| Task |
Where the records hold the string "small", show the whole line it sits on.

Referring expression pointing data:
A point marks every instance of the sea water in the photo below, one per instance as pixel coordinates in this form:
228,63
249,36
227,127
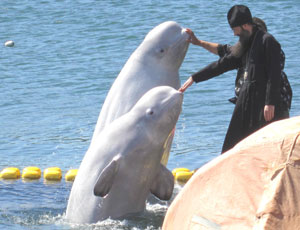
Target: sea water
67,54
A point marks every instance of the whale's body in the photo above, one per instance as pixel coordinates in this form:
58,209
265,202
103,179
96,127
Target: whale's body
122,167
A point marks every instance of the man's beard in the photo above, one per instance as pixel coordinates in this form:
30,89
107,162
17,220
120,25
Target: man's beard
242,45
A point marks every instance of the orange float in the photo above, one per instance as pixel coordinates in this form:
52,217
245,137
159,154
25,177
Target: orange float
255,185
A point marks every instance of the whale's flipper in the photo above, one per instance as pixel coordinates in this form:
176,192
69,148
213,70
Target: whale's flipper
163,185
106,178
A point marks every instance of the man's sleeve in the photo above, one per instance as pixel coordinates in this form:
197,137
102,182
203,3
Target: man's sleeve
223,50
224,64
273,70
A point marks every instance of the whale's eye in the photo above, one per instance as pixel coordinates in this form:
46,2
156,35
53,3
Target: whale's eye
149,112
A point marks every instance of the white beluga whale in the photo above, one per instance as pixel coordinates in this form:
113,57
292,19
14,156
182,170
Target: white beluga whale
122,167
155,62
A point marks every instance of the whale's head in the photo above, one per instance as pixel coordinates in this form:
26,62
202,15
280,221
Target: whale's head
166,44
159,110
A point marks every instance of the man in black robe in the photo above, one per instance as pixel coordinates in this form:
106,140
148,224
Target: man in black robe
258,53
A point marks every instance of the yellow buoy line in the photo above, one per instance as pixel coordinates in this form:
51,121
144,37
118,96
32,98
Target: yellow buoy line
55,174
182,174
35,173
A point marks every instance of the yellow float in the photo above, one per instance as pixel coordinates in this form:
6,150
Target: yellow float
71,174
182,174
31,173
10,173
52,174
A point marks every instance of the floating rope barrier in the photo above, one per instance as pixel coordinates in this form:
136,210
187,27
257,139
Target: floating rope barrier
55,174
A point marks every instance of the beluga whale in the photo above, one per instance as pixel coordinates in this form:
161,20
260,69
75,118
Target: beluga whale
155,62
123,165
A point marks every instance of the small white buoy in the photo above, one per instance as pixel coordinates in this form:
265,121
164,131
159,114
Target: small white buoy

| Answer below |
A point marks every instance of the small white buoy in the photo above, one per instance as pixel coordinates in this form:
Target: small white buoy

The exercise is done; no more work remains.